• Required action:
Would you copy out, exactly as written, each line from the one containing "Objective: provide one point per instance of the pedestrian" to the end of the records below?

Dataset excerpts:
• • • • • • •

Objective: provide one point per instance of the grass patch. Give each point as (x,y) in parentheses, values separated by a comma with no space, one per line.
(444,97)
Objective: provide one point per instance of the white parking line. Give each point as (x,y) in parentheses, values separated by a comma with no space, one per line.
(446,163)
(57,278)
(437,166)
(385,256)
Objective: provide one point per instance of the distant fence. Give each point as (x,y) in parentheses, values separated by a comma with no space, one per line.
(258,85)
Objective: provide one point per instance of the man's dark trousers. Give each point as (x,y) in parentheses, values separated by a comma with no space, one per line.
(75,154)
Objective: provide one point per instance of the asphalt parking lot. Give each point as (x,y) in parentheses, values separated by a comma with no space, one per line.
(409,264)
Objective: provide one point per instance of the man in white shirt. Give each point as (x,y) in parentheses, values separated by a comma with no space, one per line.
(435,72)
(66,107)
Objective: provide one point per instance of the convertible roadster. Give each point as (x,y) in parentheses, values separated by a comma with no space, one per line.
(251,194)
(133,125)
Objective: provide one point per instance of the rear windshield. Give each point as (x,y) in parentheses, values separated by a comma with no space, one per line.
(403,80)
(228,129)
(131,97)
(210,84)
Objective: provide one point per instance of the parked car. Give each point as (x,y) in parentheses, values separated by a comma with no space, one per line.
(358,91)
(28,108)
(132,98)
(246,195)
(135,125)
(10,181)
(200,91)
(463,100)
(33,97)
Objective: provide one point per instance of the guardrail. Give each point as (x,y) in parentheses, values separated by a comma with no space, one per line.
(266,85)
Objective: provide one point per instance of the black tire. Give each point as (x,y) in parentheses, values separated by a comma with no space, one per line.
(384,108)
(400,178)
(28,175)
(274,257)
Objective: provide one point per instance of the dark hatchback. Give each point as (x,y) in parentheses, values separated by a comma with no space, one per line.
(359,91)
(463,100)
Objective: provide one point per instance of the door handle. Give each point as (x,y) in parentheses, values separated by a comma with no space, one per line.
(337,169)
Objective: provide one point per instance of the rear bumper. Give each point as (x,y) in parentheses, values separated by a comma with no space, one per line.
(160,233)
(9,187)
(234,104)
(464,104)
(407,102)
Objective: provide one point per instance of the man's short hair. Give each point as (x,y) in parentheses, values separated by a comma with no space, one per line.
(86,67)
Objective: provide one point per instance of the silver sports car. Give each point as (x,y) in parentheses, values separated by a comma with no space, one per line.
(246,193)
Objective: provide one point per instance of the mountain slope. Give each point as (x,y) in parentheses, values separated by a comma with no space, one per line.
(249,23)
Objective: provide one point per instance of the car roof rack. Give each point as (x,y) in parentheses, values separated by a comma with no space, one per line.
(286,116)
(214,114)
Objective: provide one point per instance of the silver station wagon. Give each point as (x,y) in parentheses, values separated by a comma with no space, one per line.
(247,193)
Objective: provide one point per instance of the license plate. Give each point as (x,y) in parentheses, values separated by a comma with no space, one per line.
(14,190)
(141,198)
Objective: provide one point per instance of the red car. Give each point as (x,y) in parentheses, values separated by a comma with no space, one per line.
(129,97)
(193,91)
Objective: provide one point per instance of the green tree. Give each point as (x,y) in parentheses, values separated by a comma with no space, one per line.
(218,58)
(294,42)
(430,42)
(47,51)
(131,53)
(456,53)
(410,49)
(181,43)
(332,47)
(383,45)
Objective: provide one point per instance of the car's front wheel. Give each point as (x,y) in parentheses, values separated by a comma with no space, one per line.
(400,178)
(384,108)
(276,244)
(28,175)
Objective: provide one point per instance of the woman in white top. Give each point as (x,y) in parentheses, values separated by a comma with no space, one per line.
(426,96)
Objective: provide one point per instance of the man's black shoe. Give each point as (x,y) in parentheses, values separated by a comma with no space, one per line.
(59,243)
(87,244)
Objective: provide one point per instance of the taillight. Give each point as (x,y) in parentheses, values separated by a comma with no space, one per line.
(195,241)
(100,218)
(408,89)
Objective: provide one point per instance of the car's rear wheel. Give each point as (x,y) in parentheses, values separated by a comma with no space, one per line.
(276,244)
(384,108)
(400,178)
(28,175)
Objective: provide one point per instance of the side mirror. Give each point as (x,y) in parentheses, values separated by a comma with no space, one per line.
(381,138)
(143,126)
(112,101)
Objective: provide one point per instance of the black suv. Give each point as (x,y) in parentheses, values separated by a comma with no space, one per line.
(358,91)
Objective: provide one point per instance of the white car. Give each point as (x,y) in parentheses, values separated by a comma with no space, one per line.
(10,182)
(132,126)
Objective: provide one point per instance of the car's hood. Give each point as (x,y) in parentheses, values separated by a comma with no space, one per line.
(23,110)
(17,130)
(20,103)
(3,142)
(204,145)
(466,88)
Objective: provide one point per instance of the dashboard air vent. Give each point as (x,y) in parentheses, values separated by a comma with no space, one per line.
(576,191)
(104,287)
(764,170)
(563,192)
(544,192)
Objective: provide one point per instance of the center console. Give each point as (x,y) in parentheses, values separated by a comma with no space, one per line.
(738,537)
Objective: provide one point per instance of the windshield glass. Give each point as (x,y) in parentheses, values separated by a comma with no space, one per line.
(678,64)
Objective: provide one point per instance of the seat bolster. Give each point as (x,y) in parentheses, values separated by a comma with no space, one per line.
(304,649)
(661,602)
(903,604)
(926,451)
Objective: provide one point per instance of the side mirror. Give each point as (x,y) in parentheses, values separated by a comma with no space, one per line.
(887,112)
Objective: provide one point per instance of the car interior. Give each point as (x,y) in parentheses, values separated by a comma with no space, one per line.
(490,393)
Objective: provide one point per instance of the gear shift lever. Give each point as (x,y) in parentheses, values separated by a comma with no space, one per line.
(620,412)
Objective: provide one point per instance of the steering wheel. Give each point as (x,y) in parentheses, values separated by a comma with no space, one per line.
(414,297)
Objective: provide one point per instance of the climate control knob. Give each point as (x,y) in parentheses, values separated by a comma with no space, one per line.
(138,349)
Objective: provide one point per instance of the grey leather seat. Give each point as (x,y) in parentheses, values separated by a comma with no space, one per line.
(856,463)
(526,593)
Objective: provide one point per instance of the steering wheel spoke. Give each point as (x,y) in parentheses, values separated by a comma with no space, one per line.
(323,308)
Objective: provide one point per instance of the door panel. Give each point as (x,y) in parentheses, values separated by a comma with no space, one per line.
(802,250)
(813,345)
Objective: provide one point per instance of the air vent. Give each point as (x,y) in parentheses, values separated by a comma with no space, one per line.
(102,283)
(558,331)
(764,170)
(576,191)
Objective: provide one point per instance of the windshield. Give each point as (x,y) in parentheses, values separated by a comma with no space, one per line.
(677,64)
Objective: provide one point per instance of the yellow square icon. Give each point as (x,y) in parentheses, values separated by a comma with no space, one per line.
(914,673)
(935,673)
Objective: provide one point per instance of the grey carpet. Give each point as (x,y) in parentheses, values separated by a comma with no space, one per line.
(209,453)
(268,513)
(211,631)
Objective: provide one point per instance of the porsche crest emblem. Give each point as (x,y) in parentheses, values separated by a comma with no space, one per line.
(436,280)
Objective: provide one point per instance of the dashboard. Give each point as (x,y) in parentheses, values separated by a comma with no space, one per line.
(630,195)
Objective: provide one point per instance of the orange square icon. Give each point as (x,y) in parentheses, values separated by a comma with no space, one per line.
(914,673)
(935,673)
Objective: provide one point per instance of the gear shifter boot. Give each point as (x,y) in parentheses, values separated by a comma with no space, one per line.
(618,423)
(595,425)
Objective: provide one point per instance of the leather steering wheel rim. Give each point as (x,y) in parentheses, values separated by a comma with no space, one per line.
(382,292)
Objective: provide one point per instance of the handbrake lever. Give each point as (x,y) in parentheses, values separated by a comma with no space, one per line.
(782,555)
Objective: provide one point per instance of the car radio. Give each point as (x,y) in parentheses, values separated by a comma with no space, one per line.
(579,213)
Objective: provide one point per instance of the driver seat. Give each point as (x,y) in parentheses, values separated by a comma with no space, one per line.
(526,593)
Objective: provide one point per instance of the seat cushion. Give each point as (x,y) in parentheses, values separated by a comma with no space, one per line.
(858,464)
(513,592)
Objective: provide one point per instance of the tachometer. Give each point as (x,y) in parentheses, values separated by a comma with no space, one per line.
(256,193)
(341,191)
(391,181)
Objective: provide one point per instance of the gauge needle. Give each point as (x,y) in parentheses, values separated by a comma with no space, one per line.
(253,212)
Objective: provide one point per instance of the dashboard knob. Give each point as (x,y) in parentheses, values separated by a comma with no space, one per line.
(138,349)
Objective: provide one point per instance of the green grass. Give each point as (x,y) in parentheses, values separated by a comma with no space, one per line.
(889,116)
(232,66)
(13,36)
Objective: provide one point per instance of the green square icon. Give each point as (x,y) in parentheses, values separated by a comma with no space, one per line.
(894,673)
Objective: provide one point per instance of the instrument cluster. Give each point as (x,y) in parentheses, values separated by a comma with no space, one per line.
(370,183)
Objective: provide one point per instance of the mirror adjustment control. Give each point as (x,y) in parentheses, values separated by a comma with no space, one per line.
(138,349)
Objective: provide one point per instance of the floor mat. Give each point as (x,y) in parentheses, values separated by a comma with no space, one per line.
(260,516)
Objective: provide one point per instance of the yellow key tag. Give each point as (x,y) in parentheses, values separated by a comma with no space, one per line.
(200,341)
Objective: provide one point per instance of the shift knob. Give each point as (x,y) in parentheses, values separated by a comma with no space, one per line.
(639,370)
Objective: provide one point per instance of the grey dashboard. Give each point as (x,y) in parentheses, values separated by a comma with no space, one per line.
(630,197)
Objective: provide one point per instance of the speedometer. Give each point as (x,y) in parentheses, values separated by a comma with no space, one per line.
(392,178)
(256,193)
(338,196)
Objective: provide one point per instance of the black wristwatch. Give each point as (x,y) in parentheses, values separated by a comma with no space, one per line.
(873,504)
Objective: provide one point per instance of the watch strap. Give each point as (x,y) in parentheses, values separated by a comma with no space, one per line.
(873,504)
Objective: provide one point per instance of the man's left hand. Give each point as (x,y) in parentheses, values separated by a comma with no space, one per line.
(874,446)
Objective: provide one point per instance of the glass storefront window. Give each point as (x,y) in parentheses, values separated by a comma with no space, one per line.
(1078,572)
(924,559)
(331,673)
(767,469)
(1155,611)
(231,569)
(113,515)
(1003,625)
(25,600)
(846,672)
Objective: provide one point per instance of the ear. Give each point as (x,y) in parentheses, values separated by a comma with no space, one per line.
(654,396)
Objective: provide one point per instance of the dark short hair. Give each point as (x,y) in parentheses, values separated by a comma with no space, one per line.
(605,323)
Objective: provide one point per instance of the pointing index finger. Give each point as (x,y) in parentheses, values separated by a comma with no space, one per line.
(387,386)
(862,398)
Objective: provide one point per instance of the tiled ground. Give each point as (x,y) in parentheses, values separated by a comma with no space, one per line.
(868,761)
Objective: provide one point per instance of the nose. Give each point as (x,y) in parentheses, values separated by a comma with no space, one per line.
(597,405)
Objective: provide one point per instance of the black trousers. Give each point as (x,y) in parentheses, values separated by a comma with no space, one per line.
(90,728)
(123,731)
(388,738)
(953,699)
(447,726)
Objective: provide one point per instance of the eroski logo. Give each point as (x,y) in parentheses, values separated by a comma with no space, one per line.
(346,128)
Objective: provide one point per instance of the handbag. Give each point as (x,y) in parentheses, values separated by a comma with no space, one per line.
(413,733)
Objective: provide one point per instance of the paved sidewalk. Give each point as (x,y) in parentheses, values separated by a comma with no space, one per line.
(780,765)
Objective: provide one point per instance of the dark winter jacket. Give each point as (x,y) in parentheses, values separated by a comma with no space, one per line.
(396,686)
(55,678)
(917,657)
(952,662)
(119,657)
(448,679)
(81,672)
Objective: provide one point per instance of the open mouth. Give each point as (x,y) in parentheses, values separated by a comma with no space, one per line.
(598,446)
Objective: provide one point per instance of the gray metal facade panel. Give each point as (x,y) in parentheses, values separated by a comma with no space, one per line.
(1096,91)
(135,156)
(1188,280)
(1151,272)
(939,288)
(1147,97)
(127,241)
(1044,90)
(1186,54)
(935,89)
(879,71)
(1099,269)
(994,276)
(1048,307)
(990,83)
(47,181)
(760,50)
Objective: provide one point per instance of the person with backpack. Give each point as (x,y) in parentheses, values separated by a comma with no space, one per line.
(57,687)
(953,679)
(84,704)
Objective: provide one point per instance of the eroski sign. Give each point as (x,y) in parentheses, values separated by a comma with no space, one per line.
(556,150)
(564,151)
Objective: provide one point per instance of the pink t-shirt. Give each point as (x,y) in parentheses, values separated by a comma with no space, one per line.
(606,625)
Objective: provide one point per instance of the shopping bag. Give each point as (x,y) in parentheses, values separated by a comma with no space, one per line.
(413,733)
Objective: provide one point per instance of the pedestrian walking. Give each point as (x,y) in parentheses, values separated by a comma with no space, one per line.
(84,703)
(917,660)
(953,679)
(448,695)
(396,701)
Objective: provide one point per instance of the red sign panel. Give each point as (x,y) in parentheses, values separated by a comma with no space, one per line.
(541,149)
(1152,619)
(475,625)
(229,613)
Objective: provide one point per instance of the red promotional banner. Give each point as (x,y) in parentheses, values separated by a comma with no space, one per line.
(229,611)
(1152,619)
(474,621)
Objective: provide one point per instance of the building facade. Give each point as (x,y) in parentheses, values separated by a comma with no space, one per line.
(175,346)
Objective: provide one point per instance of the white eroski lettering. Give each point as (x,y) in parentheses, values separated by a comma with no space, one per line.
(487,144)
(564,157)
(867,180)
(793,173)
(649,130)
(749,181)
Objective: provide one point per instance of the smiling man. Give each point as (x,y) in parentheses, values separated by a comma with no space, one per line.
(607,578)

• • • • • • •

• Answer box:
Objective: provide one point per instance of the pedestrian walking. Give each point as (x,y) in parentheses, values separated by a comma with no space, one per line.
(84,703)
(917,660)
(953,679)
(448,695)
(396,701)
Objective: provide one point per instance of the red sign panel. Give each point as (x,y) in parentheses, values separated by a comma with no space, one per line.
(541,149)
(1152,619)
(475,625)
(229,613)
Objective: provide one point per instance of the red promotional banner. Give each point as (x,y) in parentheses, values separated by a comma with no space, one per line.
(229,611)
(1152,619)
(474,621)
Objective: provide one point per instance of the building facade. Give each point as (x,y) in parentheses, values separated by a comma with no space, one per line.
(175,346)
Objective: provide one point per instance of the white eroski lettering. Give each point as (x,y) in parentheses, values separated by a comma with no space, one per line.
(487,144)
(564,157)
(867,180)
(793,173)
(649,130)
(749,181)
Objective: provide one point per instance of the smiling man. Give each point as (x,y) in parentheses, values separated by a comma with no space, one per line.
(607,578)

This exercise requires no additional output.